● WHAT IS BEING ASKED
Rewrite the records from the line holding "Detect all instances of lamp post." through the line holding "[676,602,770,781]", inclusive, keeping each "Detect all instances" line as it is. Add -98 to every bounding box coordinate in those lines.

● STORED RECORDS
'''
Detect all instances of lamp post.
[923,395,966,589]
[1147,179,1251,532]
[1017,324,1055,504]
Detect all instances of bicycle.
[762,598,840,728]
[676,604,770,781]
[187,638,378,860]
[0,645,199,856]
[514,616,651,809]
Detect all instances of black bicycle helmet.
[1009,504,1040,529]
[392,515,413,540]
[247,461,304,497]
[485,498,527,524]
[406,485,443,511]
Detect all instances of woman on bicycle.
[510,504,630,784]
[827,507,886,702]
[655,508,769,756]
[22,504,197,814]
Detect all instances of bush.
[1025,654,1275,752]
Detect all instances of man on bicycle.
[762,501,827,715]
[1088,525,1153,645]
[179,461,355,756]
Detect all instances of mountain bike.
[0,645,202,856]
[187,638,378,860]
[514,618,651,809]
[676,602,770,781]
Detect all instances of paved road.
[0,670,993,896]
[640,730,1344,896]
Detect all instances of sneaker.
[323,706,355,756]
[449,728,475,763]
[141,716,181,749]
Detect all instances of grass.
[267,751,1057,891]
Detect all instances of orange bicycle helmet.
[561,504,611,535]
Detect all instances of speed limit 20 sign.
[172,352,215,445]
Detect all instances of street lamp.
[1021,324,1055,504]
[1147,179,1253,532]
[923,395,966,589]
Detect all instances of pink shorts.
'''
'''
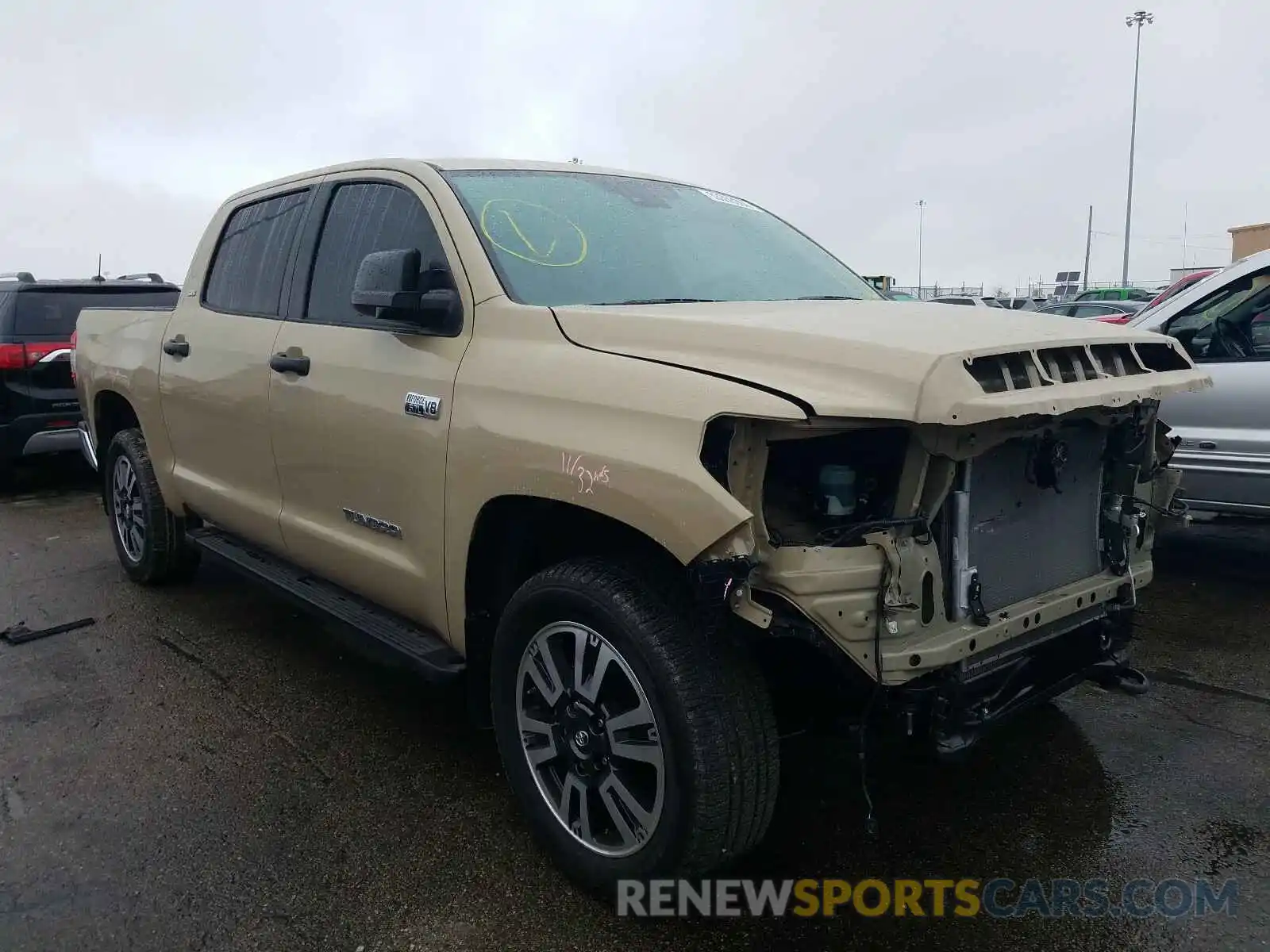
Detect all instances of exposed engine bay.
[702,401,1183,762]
'''
'''
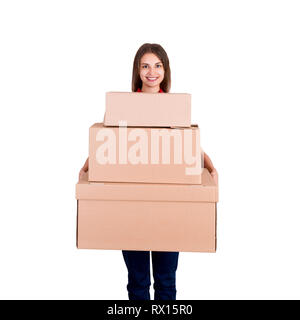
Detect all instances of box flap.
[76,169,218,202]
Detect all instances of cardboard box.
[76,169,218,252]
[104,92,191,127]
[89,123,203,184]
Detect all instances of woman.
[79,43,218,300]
'''
● ANSWER IN FULL
Detect all instances of lamp post.
[825,297,868,491]
[1049,81,1153,434]
[919,226,957,406]
Detect all instances of bicycle.
[664,500,742,630]
[578,506,672,683]
[89,540,280,762]
[-98,547,101,758]
[416,518,553,711]
Detect all instances of black bicycle helmet.
[911,406,942,431]
[294,417,315,442]
[149,363,206,399]
[387,400,429,426]
[308,387,345,413]
Detect all instances of woman on bicycle.
[412,406,532,686]
[729,409,788,604]
[557,410,671,658]
[-76,406,99,716]
Detect all instances of bush.
[927,556,1177,654]
Detect all instances of man on bicycle.
[664,403,729,617]
[990,427,1055,547]
[81,363,257,658]
Detect all instances of mountain bike.
[-98,547,104,758]
[89,540,280,762]
[416,520,553,711]
[578,504,672,683]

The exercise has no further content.